┌────────

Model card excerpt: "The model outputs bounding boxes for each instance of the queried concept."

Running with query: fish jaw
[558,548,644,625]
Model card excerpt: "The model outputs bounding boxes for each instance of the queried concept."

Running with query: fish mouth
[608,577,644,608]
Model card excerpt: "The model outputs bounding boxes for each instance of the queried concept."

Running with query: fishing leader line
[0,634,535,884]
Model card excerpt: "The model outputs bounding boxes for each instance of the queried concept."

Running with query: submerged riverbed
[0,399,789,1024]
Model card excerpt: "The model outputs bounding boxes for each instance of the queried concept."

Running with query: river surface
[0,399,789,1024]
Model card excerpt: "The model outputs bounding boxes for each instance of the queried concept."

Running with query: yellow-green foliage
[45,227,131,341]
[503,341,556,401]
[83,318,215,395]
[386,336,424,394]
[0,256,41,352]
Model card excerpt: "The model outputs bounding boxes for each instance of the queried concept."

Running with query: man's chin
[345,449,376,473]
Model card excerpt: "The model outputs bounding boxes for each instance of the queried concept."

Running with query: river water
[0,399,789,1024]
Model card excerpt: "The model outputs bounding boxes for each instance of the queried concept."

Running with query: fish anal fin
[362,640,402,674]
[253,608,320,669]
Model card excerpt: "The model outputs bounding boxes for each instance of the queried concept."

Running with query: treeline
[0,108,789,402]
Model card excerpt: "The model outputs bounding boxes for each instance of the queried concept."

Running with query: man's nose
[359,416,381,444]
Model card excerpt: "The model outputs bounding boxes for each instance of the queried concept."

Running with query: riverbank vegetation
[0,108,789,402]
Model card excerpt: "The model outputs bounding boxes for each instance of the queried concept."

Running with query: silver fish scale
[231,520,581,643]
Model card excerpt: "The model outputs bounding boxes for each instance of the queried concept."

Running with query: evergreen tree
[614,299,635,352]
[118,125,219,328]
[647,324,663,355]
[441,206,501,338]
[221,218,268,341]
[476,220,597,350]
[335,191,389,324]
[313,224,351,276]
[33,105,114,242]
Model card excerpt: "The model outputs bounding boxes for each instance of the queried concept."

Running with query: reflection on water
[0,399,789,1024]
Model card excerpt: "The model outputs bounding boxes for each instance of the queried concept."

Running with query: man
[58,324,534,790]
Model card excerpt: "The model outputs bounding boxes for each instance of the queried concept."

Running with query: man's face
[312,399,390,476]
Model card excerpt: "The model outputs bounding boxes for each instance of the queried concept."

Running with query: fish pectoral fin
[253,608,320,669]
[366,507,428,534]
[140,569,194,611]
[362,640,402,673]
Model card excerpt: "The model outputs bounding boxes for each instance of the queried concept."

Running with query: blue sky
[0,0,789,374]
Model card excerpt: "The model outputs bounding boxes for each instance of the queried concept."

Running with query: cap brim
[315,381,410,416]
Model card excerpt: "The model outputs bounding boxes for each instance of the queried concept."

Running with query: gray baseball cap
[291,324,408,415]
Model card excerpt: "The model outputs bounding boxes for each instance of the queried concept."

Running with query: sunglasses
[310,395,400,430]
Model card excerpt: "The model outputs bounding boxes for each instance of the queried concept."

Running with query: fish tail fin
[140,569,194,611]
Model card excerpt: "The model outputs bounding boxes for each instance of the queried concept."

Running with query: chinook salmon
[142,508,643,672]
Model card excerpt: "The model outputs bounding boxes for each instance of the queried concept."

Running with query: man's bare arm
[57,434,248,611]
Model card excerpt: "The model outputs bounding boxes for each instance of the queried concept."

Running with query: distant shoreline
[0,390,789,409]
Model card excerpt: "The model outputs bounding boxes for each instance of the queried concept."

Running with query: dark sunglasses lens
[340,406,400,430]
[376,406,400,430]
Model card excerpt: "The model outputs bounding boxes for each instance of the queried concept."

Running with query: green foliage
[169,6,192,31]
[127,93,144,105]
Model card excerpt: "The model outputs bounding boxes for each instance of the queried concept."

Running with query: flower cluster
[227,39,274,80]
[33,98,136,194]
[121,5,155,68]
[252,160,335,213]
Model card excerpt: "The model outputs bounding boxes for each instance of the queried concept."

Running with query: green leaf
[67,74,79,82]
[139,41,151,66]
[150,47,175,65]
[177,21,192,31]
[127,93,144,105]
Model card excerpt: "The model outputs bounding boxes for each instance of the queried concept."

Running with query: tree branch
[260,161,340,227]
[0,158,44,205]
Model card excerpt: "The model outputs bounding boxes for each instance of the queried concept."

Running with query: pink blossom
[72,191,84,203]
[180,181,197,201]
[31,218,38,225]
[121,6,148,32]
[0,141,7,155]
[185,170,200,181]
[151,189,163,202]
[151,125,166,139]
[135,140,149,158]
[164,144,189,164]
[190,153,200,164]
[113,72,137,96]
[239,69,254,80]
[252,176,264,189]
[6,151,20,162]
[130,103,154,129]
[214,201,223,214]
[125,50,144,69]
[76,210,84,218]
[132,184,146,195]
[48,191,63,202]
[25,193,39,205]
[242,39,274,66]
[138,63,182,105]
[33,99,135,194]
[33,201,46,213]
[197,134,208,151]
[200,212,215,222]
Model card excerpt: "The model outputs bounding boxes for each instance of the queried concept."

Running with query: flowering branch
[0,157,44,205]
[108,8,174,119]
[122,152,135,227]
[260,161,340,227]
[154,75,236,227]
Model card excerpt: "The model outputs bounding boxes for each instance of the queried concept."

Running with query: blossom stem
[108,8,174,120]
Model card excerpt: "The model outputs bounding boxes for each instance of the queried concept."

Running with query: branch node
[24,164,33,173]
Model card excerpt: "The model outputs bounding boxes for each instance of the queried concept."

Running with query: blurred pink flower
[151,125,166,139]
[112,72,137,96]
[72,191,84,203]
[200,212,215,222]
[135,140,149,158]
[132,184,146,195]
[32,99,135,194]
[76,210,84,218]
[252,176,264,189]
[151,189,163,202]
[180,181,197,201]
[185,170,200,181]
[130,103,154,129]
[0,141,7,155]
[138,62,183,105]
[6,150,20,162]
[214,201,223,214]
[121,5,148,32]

└────────

- Exercise task
Convert all of the material above into a JSON list of strings, with one string for each line and blank lines left out.

- Final result
[
  "Model card excerpt: \"The model outputs bounding boxes for each instance of the queried concept.\"",
  "Running with query: fish jaw",
  "[558,548,644,625]",
  "Model card excerpt: \"The model outputs bounding boxes for each instance of the queried concept.\"",
  "Running with query: fish mouth",
  "[608,577,644,608]",
  "Model card excerpt: \"The model outputs bounding boxes for each instance of the queried concept.\"",
  "Running with query: fishing leader line",
  "[0,634,535,884]",
  "Model card excerpt: \"The model outputs bounding boxes for each instance of the queried concept.\"",
  "Running with query: submerged riverbed",
  "[0,399,789,1024]",
  "Model card excerpt: \"The model outputs bounding boxes for each instance of the queried concept.\"",
  "Running with query: river surface",
  "[0,399,789,1024]",
  "Model card excerpt: \"The model outputs bounding boxes for each instance of the queried concept.\"",
  "Running with query: yellow-green foliage",
  "[45,227,131,341]",
  "[503,341,556,401]",
  "[83,318,215,395]",
  "[386,336,424,394]",
  "[0,256,41,352]",
  "Model card excerpt: \"The model outputs bounding boxes for each instance of the queried concept.\"",
  "Running with query: man's chin",
  "[345,449,376,473]",
  "Model card excerpt: \"The model outputs bounding boxes for each instance of the queried concept.\"",
  "Running with query: river water",
  "[0,399,789,1024]",
  "Model card excerpt: \"The model outputs bounding boxes for each instance of the queried concept.\"",
  "Running with query: fish anal fin",
  "[362,640,402,674]",
  "[253,608,320,669]",
  "Model card excerpt: \"The model outputs bounding boxes for each instance of the queried concept.\"",
  "Running with query: treeline",
  "[0,108,789,402]",
  "Model card excerpt: \"The model outputs bounding boxes for each instance of the queried concept.\"",
  "Running with query: man's nose",
  "[359,416,381,444]",
  "Model card excerpt: \"The model outputs bounding boxes for each instance of the queried concept.\"",
  "Running with query: riverbank vegetation",
  "[0,108,789,402]",
  "Model card excerpt: \"The model outputs bounding boxes for each instance of the queried concept.\"",
  "Running with query: silver fish scale",
  "[231,520,581,643]",
  "Model card excerpt: \"The model outputs bounding boxes for each instance of the queried concept.\"",
  "Running with query: evergreen tree",
  "[614,299,635,352]",
  "[118,125,219,328]",
  "[647,324,663,355]",
  "[441,206,501,338]",
  "[221,218,268,341]",
  "[476,220,597,350]",
  "[335,191,389,324]",
  "[313,224,351,276]",
  "[33,105,114,242]",
  "Model card excerpt: \"The model outputs bounding boxes for each instance of the queried concept.\"",
  "Running with query: reflection on water",
  "[0,399,789,1024]",
  "Model card excerpt: \"The model outputs bounding boxes for each instance of the queried concept.\"",
  "Running with query: man",
  "[58,324,534,790]",
  "Model card excerpt: \"The model outputs bounding boxes for each instance of the queried concept.\"",
  "Running with query: man's face",
  "[312,399,390,476]",
  "Model card excerpt: \"The model outputs bounding boxes for each instance of the queried concept.\"",
  "Running with query: fish pectoral fin",
  "[253,608,320,669]",
  "[366,507,428,534]",
  "[140,569,194,611]",
  "[362,640,402,673]",
  "Model card excerpt: \"The model outputs bounding boxes for each instance of the queried concept.\"",
  "Running with query: blue sky",
  "[0,0,789,374]",
  "Model card excerpt: \"The model outputs bounding boxes for each instance of the queried concept.\"",
  "Running with query: cap brim",
  "[315,381,410,416]",
  "Model card excerpt: \"The model outputs bounding boxes for each instance of the queried concept.\"",
  "Running with query: gray baseball cap",
  "[291,324,408,415]",
  "Model card excerpt: \"The model outputs bounding boxes for each instance of the queried concept.\"",
  "Running with query: sunglasses",
  "[310,395,400,430]",
  "Model card excerpt: \"The model outputs bounding boxes for each instance of the queried concept.\"",
  "Running with query: fish tail fin",
  "[140,569,194,611]",
  "Model card excerpt: \"The model outputs bounding boxes for each instance of the queried concept.\"",
  "Running with query: chinook salmon",
  "[142,508,643,672]",
  "Model card excerpt: \"The model outputs bounding boxes for each instance of the queried concept.\"",
  "Running with query: man's bare arm",
  "[57,434,248,611]",
  "Model card excerpt: \"The model outputs bounding boxes for each instance of the queried concept.\"",
  "Running with query: distant shoreline",
  "[0,390,789,409]",
  "Model card excerpt: \"The model outputs bounding boxes for each instance of the queried concept.\"",
  "Running with query: dark sunglasses lens",
  "[340,406,400,430]",
  "[376,406,400,430]",
  "Model card excerpt: \"The model outputs bounding boxes for each instance of the queried concept.\"",
  "Running with query: green foliage",
  "[169,6,192,31]",
  "[127,93,144,105]",
  "Model card excerpt: \"The model outputs bounding boxes for each instance of the queried concept.\"",
  "Running with query: flower cluster",
  "[227,39,274,80]",
  "[33,98,136,194]",
  "[121,5,155,68]",
  "[252,160,335,213]",
  "Model card excerpt: \"The model outputs bounding boxes for each instance of the queried concept.\"",
  "Running with query: green leaf",
  "[67,74,79,82]",
  "[139,41,151,66]",
  "[150,47,175,65]",
  "[177,21,192,31]",
  "[127,93,144,105]",
  "Model card excerpt: \"The model outputs bounding boxes for each instance of the queried concept.\"",
  "Running with query: tree branch",
  "[260,161,340,227]",
  "[0,158,44,205]",
  "Model card excerpt: \"The model outputs bounding boxes for each instance of the queried concept.\"",
  "Running with query: pink blossom",
  "[72,191,84,203]",
  "[180,181,197,201]",
  "[31,218,38,225]",
  "[121,6,148,32]",
  "[0,141,7,155]",
  "[185,170,200,181]",
  "[151,189,163,202]",
  "[151,125,166,139]",
  "[135,140,149,158]",
  "[164,144,189,164]",
  "[190,153,200,164]",
  "[113,72,137,96]",
  "[239,69,254,80]",
  "[252,176,264,189]",
  "[6,151,20,162]",
  "[130,103,154,129]",
  "[214,201,223,214]",
  "[125,50,144,69]",
  "[76,210,84,218]",
  "[132,184,146,195]",
  "[48,191,63,202]",
  "[25,193,39,205]",
  "[242,39,274,66]",
  "[138,63,182,105]",
  "[33,99,135,194]",
  "[33,201,46,213]",
  "[197,134,208,151]",
  "[200,212,215,222]",
  "Model card excerpt: \"The model outputs bounding boxes for each instance of the queried concept.\"",
  "Running with query: flowering branch",
  "[0,157,44,205]",
  "[108,8,174,119]",
  "[122,152,135,227]",
  "[260,161,340,227]",
  "[154,75,236,227]",
  "Model card excerpt: \"The model outputs bounding boxes for each instance of the queried concept.\"",
  "Running with query: blossom stem",
  "[108,8,174,120]",
  "Model card excerpt: \"The model outputs bounding boxes for each instance of the queried concept.\"",
  "Running with query: branch node",
  "[24,164,33,173]",
  "Model card excerpt: \"The model outputs bounding boxes for each instance of the queried concept.\"",
  "Running with query: blurred pink flower",
  "[151,125,166,139]",
  "[112,72,137,96]",
  "[72,191,84,203]",
  "[200,212,215,222]",
  "[135,140,149,158]",
  "[132,184,146,195]",
  "[32,99,135,194]",
  "[76,210,84,218]",
  "[252,176,264,189]",
  "[151,189,163,202]",
  "[180,181,197,201]",
  "[185,170,200,181]",
  "[130,103,154,129]",
  "[0,141,7,155]",
  "[138,62,183,105]",
  "[6,150,20,162]",
  "[214,201,223,214]",
  "[121,5,148,32]"
]